■ Your task ■
Reproduce the records below line for line, with no changes.

[Position annotation records]
.....

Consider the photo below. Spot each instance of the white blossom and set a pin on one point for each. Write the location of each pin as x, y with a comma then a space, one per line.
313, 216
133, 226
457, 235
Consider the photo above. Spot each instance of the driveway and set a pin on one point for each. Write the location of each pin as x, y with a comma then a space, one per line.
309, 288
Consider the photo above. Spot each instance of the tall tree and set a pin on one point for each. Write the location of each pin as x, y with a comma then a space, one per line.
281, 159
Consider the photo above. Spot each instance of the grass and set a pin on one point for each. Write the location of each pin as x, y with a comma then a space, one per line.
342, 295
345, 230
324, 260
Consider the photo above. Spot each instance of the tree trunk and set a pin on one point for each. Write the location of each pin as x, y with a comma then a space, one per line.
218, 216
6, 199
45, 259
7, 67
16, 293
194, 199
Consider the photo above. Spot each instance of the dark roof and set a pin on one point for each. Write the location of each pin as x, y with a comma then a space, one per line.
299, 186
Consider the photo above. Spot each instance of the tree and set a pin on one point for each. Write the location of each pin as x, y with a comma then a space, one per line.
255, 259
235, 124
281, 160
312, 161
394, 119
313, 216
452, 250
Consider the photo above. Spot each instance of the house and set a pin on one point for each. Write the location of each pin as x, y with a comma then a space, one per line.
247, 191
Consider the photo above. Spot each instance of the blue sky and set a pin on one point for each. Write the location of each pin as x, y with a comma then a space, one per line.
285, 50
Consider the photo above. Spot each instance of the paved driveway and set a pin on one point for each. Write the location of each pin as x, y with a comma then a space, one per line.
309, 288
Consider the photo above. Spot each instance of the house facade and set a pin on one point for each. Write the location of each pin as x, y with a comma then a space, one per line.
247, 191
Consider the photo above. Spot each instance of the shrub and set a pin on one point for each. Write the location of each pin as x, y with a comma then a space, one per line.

.....

■ Answer for this exercise ■
Consider the photo below. Spot each instance of the white blossom and set a pin on one point for each. Write the location of each pin as x, y with a comma then a space, one per line.
313, 216
133, 226
457, 235
Consider the photo above. Spot each instance of the driveway and set a pin on one point for each. Write the location of each pin as x, y with a comma then a space, one per line.
309, 288
Consider the photo above. Spot each instance of the tall tree and set a pin on one point for each. Write the location of each pin as x, y with a comma then a space, one per line.
281, 159
Consider the photo above. Spot each instance of the grass and set a pin on one point for each. Write the location of each pin as x, y with a comma then a space, one per line.
342, 295
345, 230
324, 260
Consider the photo above. Spot each instance of the tree trunk and set a pin on one point for each. Write the location of each pin as x, y with a comma then a space, one per line.
218, 216
6, 199
45, 259
7, 67
16, 293
194, 199
Consider the photo above. Spot each instance of the dark roof and set a pin on one point for each. Write the location of each pin as x, y with a comma then a space, one per line.
299, 186
Consider the photo above. Spot each instance of the tree and set a pin on one point for each. Write the location of each pin as x, y with a comma then a space, one per line.
255, 259
235, 124
281, 160
312, 161
394, 119
313, 216
452, 250
Consider the photo above. Spot each instance of the house and set a pin on one point for each. Write the location of each pin as x, y with a comma then a space, one per line.
247, 191
Consider the photo above. Spot each instance of the blue sky and set a pin on one point for each. Write the location of each pin as x, y with a comma then a space, one per line.
285, 50
Consider the photo above. Spot each instance of the paved driveway and set a pin on one point for each. Write the location of each pin as x, y with a comma then a space, one per line.
309, 288
Consider the photo above. Spot each instance of the house facade and set a pin on one point for each. Write the location of each pin as x, y with a comma then a space, one per line.
247, 191
Consider the photo above. Spot each instance of the shrub and set a pin on one point for each. Write the location of each pin as x, y with a comma then a space, one per line.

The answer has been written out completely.